● WHAT YOU WILL DO: Return the full set of entries precisely. Do not carry over any pictures.
=== INFORMATION SHOWN ===
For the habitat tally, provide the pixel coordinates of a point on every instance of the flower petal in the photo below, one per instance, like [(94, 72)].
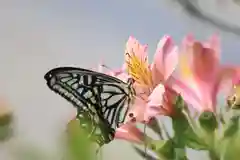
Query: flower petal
[(165, 59), (155, 98), (130, 133), (133, 46)]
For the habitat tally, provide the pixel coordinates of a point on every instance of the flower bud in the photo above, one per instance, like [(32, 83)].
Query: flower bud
[(208, 121)]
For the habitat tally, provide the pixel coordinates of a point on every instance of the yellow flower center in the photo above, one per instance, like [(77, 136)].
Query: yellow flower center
[(139, 70)]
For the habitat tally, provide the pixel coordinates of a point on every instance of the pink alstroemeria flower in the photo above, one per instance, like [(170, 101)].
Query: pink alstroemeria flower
[(201, 75), (150, 78), (131, 133)]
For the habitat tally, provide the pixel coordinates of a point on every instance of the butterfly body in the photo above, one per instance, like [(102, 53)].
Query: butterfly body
[(99, 98)]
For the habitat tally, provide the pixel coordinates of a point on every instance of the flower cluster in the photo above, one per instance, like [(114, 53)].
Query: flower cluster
[(181, 82)]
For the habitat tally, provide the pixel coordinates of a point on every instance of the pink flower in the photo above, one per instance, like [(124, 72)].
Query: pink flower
[(130, 133), (201, 75), (150, 78)]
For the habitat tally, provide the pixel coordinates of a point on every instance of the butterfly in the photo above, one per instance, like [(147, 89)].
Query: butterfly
[(100, 99)]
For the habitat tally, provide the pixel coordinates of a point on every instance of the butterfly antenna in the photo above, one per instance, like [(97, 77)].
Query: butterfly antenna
[(99, 153), (145, 141)]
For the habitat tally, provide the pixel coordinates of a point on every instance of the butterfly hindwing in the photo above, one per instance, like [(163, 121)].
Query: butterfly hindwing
[(103, 97)]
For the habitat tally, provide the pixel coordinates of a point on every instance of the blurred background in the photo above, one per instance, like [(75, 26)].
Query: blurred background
[(36, 36)]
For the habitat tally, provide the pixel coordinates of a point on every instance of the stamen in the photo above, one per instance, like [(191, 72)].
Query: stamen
[(138, 69)]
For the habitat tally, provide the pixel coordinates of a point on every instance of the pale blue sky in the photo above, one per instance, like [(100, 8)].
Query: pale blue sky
[(37, 36)]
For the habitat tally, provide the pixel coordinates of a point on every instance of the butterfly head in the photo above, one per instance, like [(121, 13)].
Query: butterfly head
[(130, 83)]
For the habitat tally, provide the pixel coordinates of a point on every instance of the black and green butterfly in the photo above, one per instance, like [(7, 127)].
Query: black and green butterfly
[(99, 98)]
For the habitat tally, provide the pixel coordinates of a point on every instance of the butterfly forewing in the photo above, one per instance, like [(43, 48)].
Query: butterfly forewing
[(104, 97)]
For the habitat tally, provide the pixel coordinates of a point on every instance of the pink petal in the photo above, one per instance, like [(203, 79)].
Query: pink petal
[(155, 98), (130, 133), (165, 59), (190, 94), (134, 47)]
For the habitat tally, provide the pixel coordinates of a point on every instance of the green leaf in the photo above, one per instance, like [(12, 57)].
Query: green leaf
[(79, 145), (193, 141), (143, 154), (164, 148), (179, 104), (154, 125), (208, 121), (232, 127)]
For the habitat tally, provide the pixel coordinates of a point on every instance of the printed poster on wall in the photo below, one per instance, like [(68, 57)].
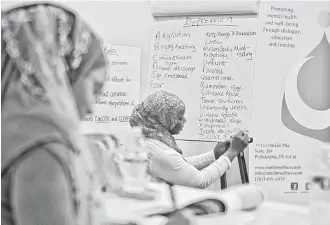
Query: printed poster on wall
[(291, 99)]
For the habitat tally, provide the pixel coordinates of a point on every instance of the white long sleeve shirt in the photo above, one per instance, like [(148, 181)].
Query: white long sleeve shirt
[(197, 171)]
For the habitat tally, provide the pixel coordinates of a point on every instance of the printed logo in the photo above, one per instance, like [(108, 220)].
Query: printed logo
[(299, 104), (294, 186)]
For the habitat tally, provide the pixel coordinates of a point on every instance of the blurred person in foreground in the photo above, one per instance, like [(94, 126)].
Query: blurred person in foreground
[(52, 69)]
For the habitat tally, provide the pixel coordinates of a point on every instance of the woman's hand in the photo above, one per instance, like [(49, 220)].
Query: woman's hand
[(221, 148), (239, 142)]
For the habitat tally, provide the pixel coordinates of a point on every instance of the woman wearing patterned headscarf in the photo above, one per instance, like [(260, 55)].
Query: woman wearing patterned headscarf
[(52, 68), (161, 115)]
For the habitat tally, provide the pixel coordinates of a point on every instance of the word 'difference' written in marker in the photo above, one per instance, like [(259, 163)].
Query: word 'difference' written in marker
[(120, 92), (209, 68)]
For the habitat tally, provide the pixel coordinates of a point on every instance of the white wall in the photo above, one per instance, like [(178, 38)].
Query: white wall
[(129, 23)]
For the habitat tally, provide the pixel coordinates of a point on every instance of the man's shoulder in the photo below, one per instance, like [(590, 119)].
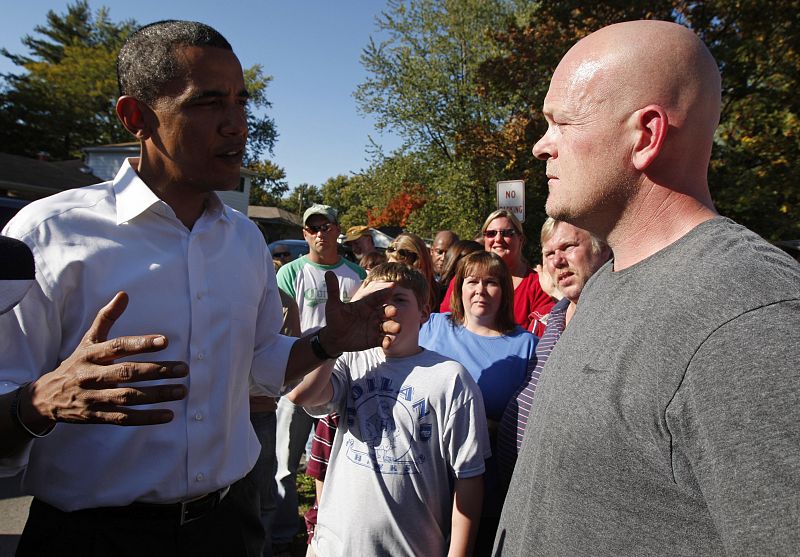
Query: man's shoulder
[(291, 268), (347, 264), (734, 261), (55, 207)]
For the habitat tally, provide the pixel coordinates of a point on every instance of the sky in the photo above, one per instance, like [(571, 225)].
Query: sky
[(311, 48)]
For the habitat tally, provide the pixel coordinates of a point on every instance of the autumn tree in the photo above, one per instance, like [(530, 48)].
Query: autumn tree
[(752, 176), (64, 99), (268, 184), (301, 198)]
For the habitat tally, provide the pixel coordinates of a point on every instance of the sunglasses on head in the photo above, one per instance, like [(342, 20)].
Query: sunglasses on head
[(505, 233), (311, 229), (409, 256)]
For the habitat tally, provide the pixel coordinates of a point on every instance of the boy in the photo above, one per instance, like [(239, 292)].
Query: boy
[(406, 468)]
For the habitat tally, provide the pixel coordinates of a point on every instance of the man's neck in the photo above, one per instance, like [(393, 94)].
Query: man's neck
[(646, 228), (328, 261), (573, 305), (187, 203)]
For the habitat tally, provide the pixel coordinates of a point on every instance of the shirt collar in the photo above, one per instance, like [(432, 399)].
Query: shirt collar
[(134, 197)]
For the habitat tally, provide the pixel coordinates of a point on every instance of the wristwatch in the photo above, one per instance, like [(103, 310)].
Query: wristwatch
[(15, 417), (319, 351)]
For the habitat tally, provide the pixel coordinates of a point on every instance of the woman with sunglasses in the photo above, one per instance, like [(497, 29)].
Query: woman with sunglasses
[(410, 249), (502, 235), (482, 335)]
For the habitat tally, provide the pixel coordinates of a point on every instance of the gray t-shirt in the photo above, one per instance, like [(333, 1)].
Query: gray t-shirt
[(409, 427), (667, 420)]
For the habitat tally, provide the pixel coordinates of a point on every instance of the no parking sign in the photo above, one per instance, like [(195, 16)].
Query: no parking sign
[(511, 197)]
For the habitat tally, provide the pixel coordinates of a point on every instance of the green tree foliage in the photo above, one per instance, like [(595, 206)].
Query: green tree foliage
[(268, 185), (65, 98), (463, 82), (754, 176), (262, 132), (301, 198)]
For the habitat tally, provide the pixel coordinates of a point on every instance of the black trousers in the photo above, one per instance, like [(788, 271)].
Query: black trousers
===
● WRITTEN REPLY:
For the habitat tally, provide the pixel coordinates of a point on every instance of the flower petal in the photo below, one per instance, like [(94, 72)].
Query: flower petal
[(165, 59), (155, 98), (130, 133), (133, 46)]
For the habitat tally, provide the pixel coordinates of a point on every instance of the flower bud in the photo above, one per instance, like [(32, 83)].
Query: flower bud
[(208, 121)]
For the habitat tally, provide the pixel coordinates of a point on every instance of the yellow flower center in the photo above, one per instance, like [(77, 136)].
Query: yellow flower center
[(139, 70)]
For the habitat tally, provide the pixel coordinates of a point on every instance of the pink alstroemeria flower in the photo above, one per instance, like [(170, 101)].
Query: pink alstroemeria flower
[(201, 75), (150, 78), (131, 133)]
For the habitat tally, provide the pixel coordinates of a point on every instance of the butterfly body in the photo above, one per instance, like [(102, 53)].
Query: butterfly body
[(99, 98)]
For the habitat tally, provide the pixel coordinates of a point on every instance of the flower cluster in the photo above, one per instance, like [(114, 53)].
Query: flower cluster
[(181, 82)]
For the habitat tally, provide the pixel coordinates of a point on every instance of the pink flower in the photo above, one per instance, like [(124, 72)].
Query: pink flower
[(130, 133), (201, 75), (150, 78)]
For the habitat tally, provide the pixel coordinates of a point on every instance of the butterfly in the photo above, one per instance, like [(147, 89)].
Query: butterfly
[(100, 99)]
For the habitat tally, provide the pixel coordinates of a point on every instance of the butterfly antenna in the photo above, one per instance, like [(97, 77)].
Query: butterfly antenna
[(99, 153), (145, 141)]
For the habitat tally, provide the pixel coordinates of a point on every instance of the butterfly hindwing in the photo above, one per instance, like [(163, 121)].
Query: butterfly hindwing
[(103, 97)]
For the habitat tally, provide the pixel coordinates of a point on every instance of the blurred background in the photo above, one per instance, like [(75, 26)].
Query: blurred background
[(36, 36)]
For the habitat tally, provide the pixel coordinates of a point on every instance of the stamen in the photo above, one per instance, like [(191, 72)].
Query: stamen
[(138, 69)]
For the habitat tally, provide the pixel coordinates of a point on every instance of the pale blue sky in the photo above, one per instance, like [(100, 8)].
Query: pale blue sky
[(37, 36)]
For the habitat tally, provide the pixel coordinates of a point on every instance of the butterfly head in the photo above, one per instance, like [(121, 13)].
Query: butterfly head
[(130, 83)]
For the habitat tally, provide the pixel coordinates of a point on every instance of the black and green butterfly in the photo above, one per instance, like [(7, 127)].
Query: black and green butterfly
[(99, 98)]
For the habitat tally, provide the pixel coordinates of a point on every instance of the butterfly forewing in the photo above, one per instance, like [(43, 48)].
Query: butterfly forewing
[(104, 97)]
For the habitat tally, provide the pixel coordinates of a point on every instance of the pink petal in the photo above, one per instance, like [(203, 79)].
Query: pink petal
[(155, 98), (130, 133), (165, 59), (190, 94), (134, 47)]
For the habitat tally, provide the pixel coordinates of a point on every instance of the green leaf in the photo above, one per instance, like [(12, 57)].
Query: green leaf
[(79, 145), (193, 141), (143, 154), (164, 148), (179, 104), (154, 125), (208, 121), (232, 127)]
For the habitat tally, provide the pixel coordinates of a point on every instance of the printed poster on wall in the photo below, one per instance, like [(68, 57)].
Query: printed poster on wall
[(291, 99)]
For the habitat tally, provide the pixel coordinates of a point on every instance of the white long sleeve shirt in the photo above, one per instance, like [(148, 181)].
Query: white long sleeve shirt
[(197, 171)]
For the habitat tally, provide the pixel coordinates of a point on every instance of the printed logo in the photo above, one per instance, like [(108, 220)].
Query: printed logo
[(299, 104), (294, 186)]
For the habitat tally, provide the pixel coordinates of a point on every instance of the blurred person in foreground in the photo above, one per instance, like [(94, 126)].
Query: blurred person in foreground
[(52, 69)]
For the habitat tally, provide the pixel coordinates of a point on every instance of the woman's hand in the photo above, one per instance, like [(49, 220)].
Query: woman's hand
[(221, 148), (239, 142)]
For the habitat tally, provide the pixel coordinates of a point on every instance of the woman wearing patterned headscarf in the photo above, one per instance, like [(260, 55)].
Query: woman wearing patterned headscarf
[(52, 68), (161, 115)]
For the habitat tally, provide the pixel coordinates of a point on every instance of the word 'difference' written in marker in the photo above, one per instance, like [(259, 163)].
Query: word 'difference' written in marker
[(120, 92), (209, 68)]
For the habitat tally, provide the pixel coordinates of a point on every instance of the white wall in the photo above, one per instance, like [(178, 38)].
Query: white wall
[(129, 23)]
For the habitat tally, provide the pixel coordinates of a point on every instance of the man's shoulder in the photo below, one per instance, like [(590, 119)].
Query: man's shoulder
[(291, 268), (347, 264), (734, 261), (55, 207)]
For the habitat tally, provide the pixel coordinates of a point on every instance of the sky in the photo above, one per instance, like [(571, 225)].
Query: sky
[(311, 48)]
For the habitat tally, provide the pixel coordinates of a point on every instance of the autumn tree in the photo above, one per instance, like [(530, 48)].
Query: autumn tree
[(752, 176), (64, 99), (268, 184), (301, 198)]
For the habitat tally, provide the pixel coordinates of a point on every instance of the sunglasses on head in the photo above, one per instance, like [(342, 20)].
Query: sunglasses on head
[(505, 233), (311, 229), (409, 256)]
For the habitat tally, provide the pixel coordinates of a point on every instance of the boy in the photo above, one per instance, like [(239, 292)].
Query: boy
[(406, 468)]
For the habitat tally, provide the pixel coordinates of a point on every instance of the man's neck in the photo above, one per instance, like [(393, 94)].
Query: man's neck
[(646, 228), (328, 261), (573, 305), (187, 203)]
For the habitat tally, provide the pixel coordinates of a point on every instance of the shirt collar in the photo above, one per instance, like [(432, 399)].
Query: shirt collar
[(134, 197)]
For the habitat tally, provide the pixel coordinates of a point on every instance of the wristwatch in the photo above, one per instance, like [(103, 310)].
Query: wristwatch
[(15, 417), (319, 351)]
For the habitat tally, provide the pixel coordinates of a point on every instance of the woman with sunglasses in the photo above, one per instance, like [(497, 29)].
Query: woman with sunglasses
[(410, 249), (502, 235), (482, 335)]
For the habitat tally, provide the pixel coordinates of a point on every instance of the gray t-shirt in the photo above, one per instance, like [(333, 1)].
Query: gray t-shirt
[(409, 427), (667, 420)]
For the habitat tally, provide the pixel coordinates of a point on every instance of the no parking sign in the photo above, one per instance, like [(195, 16)].
Query: no parking sign
[(511, 197)]
For the habitat tally, provide the pixel coordinates of a point on every instance of the green tree foliage in the photo above, one per instance, like [(595, 206)].
Query: green tree foliage
[(268, 185), (65, 98), (463, 82), (754, 176), (262, 132), (301, 198)]
For the habitat tally, provide the pixel coordinates of a point on every instance of the black trousers in the photo above, one per instance, like [(788, 271)].
Query: black trousers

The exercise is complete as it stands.